## What the task requires
Find each line in the records that contains the string "wheel", matching case exactly, and copy those lines in full.

═══ Recorded data

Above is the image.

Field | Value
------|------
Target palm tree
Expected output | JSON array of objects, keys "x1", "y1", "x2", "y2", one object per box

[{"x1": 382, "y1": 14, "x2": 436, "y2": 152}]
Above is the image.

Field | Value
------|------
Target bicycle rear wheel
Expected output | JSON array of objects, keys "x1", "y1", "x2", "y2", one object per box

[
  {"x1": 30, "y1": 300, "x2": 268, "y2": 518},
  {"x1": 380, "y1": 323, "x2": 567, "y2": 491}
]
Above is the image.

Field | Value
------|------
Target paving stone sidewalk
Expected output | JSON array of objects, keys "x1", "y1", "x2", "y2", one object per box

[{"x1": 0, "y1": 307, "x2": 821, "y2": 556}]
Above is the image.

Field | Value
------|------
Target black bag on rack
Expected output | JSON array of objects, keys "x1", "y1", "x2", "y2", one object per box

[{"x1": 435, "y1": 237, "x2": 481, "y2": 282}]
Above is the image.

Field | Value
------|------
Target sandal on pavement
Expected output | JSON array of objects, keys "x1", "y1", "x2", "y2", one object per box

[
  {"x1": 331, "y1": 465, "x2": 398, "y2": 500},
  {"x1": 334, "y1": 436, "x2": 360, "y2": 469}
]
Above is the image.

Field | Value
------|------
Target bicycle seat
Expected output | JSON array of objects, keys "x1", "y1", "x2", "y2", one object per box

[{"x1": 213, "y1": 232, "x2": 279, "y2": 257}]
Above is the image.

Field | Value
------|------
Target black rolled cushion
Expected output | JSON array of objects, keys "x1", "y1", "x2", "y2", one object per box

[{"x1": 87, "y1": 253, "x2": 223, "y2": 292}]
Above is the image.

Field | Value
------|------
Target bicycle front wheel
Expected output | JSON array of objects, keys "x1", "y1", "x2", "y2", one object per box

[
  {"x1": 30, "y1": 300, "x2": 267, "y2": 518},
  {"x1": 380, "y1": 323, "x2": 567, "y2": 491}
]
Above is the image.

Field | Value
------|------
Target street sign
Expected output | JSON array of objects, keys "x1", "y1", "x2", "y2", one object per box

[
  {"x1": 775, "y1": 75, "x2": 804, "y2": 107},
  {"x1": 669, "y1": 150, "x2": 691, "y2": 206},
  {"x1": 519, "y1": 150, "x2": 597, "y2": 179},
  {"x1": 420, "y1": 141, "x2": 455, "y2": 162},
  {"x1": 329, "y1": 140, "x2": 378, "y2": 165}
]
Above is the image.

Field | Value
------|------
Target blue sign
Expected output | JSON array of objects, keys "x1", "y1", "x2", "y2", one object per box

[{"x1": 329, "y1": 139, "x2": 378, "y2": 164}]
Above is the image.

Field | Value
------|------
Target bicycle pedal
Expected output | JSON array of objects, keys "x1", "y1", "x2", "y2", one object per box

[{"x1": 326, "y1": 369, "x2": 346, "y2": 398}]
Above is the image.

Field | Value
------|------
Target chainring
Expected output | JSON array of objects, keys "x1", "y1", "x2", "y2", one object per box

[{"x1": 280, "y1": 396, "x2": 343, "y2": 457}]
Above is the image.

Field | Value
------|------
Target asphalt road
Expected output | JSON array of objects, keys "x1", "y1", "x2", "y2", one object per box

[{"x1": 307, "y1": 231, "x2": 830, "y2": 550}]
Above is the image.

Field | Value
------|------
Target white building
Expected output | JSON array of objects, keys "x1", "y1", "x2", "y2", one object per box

══════

## The solution
Target bicycle rear wheel
Target bicycle front wheel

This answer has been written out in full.